Work to complete —
Rewrite all of the rows below, substituting "one per occurrence" for every occurrence of "one per instance" and keeping everything else the same.

— start Supplied records —

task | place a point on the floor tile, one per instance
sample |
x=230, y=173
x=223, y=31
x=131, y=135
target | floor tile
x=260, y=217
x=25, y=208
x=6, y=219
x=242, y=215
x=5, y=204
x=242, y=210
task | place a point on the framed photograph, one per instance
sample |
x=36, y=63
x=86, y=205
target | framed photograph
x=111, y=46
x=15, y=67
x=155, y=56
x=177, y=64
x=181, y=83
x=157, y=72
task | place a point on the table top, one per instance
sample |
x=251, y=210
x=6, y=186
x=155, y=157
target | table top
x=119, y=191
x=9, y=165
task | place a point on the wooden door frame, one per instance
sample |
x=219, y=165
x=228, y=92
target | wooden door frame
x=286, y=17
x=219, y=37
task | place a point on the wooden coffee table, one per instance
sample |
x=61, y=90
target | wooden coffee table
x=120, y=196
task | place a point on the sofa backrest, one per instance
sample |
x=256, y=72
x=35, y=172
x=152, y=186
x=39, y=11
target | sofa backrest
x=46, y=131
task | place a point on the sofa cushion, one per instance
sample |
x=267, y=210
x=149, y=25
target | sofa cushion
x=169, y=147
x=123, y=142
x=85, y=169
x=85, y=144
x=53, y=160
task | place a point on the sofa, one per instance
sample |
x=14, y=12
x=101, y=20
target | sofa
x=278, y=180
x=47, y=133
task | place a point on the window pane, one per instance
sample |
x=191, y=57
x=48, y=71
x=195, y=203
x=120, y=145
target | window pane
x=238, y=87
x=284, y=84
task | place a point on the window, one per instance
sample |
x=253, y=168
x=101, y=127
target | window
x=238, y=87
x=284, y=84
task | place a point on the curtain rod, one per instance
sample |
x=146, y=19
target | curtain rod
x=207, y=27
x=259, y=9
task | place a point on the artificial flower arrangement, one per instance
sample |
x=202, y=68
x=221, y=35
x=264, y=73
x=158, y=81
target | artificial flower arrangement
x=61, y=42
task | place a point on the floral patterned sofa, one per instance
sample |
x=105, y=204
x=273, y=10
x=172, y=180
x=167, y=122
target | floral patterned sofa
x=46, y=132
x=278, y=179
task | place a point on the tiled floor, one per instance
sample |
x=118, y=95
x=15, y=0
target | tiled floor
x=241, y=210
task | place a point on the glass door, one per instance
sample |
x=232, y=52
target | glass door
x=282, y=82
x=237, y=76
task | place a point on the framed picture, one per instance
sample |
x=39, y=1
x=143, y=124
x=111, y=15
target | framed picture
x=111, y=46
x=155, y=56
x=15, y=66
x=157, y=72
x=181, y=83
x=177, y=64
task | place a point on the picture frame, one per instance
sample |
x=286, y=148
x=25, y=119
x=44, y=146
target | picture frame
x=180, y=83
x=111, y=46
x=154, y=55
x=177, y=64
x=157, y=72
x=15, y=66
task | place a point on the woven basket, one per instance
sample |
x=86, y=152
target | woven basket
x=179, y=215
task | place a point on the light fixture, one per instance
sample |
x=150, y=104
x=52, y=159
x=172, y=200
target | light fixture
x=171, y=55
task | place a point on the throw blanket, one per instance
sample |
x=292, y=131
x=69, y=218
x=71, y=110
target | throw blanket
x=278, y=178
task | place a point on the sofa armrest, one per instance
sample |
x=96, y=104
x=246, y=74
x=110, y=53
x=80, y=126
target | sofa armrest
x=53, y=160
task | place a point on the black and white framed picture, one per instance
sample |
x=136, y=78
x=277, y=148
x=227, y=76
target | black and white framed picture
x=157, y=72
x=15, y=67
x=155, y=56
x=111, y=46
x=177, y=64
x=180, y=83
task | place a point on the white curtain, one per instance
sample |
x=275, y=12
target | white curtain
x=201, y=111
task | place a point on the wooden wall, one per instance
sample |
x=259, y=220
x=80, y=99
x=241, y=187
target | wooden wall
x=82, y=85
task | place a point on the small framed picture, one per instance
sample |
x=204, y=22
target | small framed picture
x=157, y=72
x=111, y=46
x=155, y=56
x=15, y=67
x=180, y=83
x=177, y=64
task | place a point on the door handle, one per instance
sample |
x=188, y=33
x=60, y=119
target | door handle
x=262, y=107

— end Supplied records —

Answer to this problem —
task | place a point on the floor tile, one per occurrence
sample |
x=230, y=173
x=223, y=31
x=131, y=135
target | floor tile
x=260, y=217
x=25, y=208
x=6, y=219
x=242, y=215
x=5, y=204
x=242, y=210
task | place a point on the framed photograph, one per occurrence
sample |
x=36, y=63
x=86, y=205
target | framed photograph
x=111, y=46
x=15, y=67
x=155, y=56
x=177, y=64
x=181, y=83
x=157, y=72
task | place a point on the table top, one per occurrence
sample |
x=251, y=210
x=6, y=186
x=155, y=157
target | table top
x=119, y=191
x=9, y=165
task | place a point on the wooden door frame, one per occurrence
sample |
x=219, y=165
x=228, y=92
target | wooden door frame
x=286, y=17
x=219, y=37
task | place a point on the wooden coffee table, one per occurrence
sample |
x=61, y=90
target | wooden coffee table
x=120, y=196
task | place a point on the sofa backrest, one per occurrence
sample |
x=256, y=72
x=35, y=172
x=152, y=186
x=39, y=11
target | sofa backrest
x=46, y=131
task | place a point on the sofa cushion, one per occurrence
sample |
x=267, y=210
x=149, y=25
target | sofa cushion
x=169, y=147
x=123, y=142
x=85, y=169
x=85, y=144
x=53, y=160
task | place a point on the sofa, one per occurrence
sample |
x=14, y=12
x=101, y=20
target | sofa
x=278, y=180
x=47, y=133
task | place a point on the window pane, one per occurrence
sample |
x=191, y=57
x=48, y=71
x=195, y=203
x=120, y=145
target | window pane
x=238, y=87
x=284, y=84
task | place a point on the window, one per occurrence
sample |
x=253, y=168
x=101, y=127
target | window
x=238, y=87
x=284, y=84
task | place a point on the curtain rod, one per occurrence
sample |
x=146, y=19
target | curtain rod
x=207, y=27
x=259, y=9
task | place a point on the artificial flower arrangement, one per occurrence
sample |
x=202, y=68
x=221, y=35
x=264, y=73
x=158, y=81
target | artificial flower arrangement
x=61, y=42
task | place a point on the floral patterned sofa, one per occurrence
sample |
x=105, y=204
x=273, y=10
x=172, y=180
x=167, y=122
target | floral patterned sofa
x=46, y=132
x=278, y=179
task | place a point on the tiled floor, one per occurrence
sample |
x=118, y=95
x=15, y=0
target | tiled floor
x=241, y=210
task | place a point on the glass door, one per occurrence
sample |
x=232, y=52
target | glass door
x=282, y=82
x=237, y=76
task | place a point on the framed picture, one per occurrence
sample |
x=39, y=1
x=143, y=124
x=111, y=15
target | framed picture
x=111, y=46
x=155, y=56
x=15, y=66
x=157, y=72
x=181, y=83
x=177, y=64
task | place a point on the picture frame, one per occurrence
sample |
x=286, y=148
x=25, y=119
x=44, y=146
target | picture frame
x=180, y=83
x=111, y=46
x=154, y=55
x=177, y=64
x=157, y=72
x=15, y=66
task | place a point on the woven basket, one per occurrence
sample |
x=86, y=152
target | woven basket
x=179, y=215
task | place a point on the light fixture, one per occurrence
sample |
x=150, y=104
x=52, y=159
x=172, y=200
target | light fixture
x=171, y=55
task | place a point on the throw blanket, one per occurrence
sample |
x=292, y=131
x=69, y=218
x=71, y=110
target | throw blanket
x=278, y=178
task | place a point on the sofa armrest, one per occurrence
sample |
x=96, y=104
x=246, y=74
x=110, y=53
x=80, y=126
target | sofa armrest
x=53, y=160
task | place a point on the black and white framed picture, one per occurrence
sample |
x=136, y=78
x=277, y=148
x=227, y=76
target | black and white framed picture
x=157, y=72
x=15, y=67
x=155, y=56
x=111, y=46
x=177, y=64
x=180, y=83
task | place a point on the white curtain, one per occurrence
sample |
x=275, y=12
target | white curtain
x=201, y=111
task | place a point on the wooden wall, one per occurrence
sample |
x=259, y=220
x=80, y=99
x=241, y=187
target | wooden wall
x=82, y=85
task | place a point on the small framed picture, one per occurrence
sample |
x=204, y=22
target | small framed picture
x=157, y=72
x=111, y=46
x=155, y=56
x=15, y=67
x=180, y=83
x=177, y=64
task | place a point on the door handle, one per occurrence
sample |
x=188, y=33
x=60, y=119
target | door handle
x=262, y=107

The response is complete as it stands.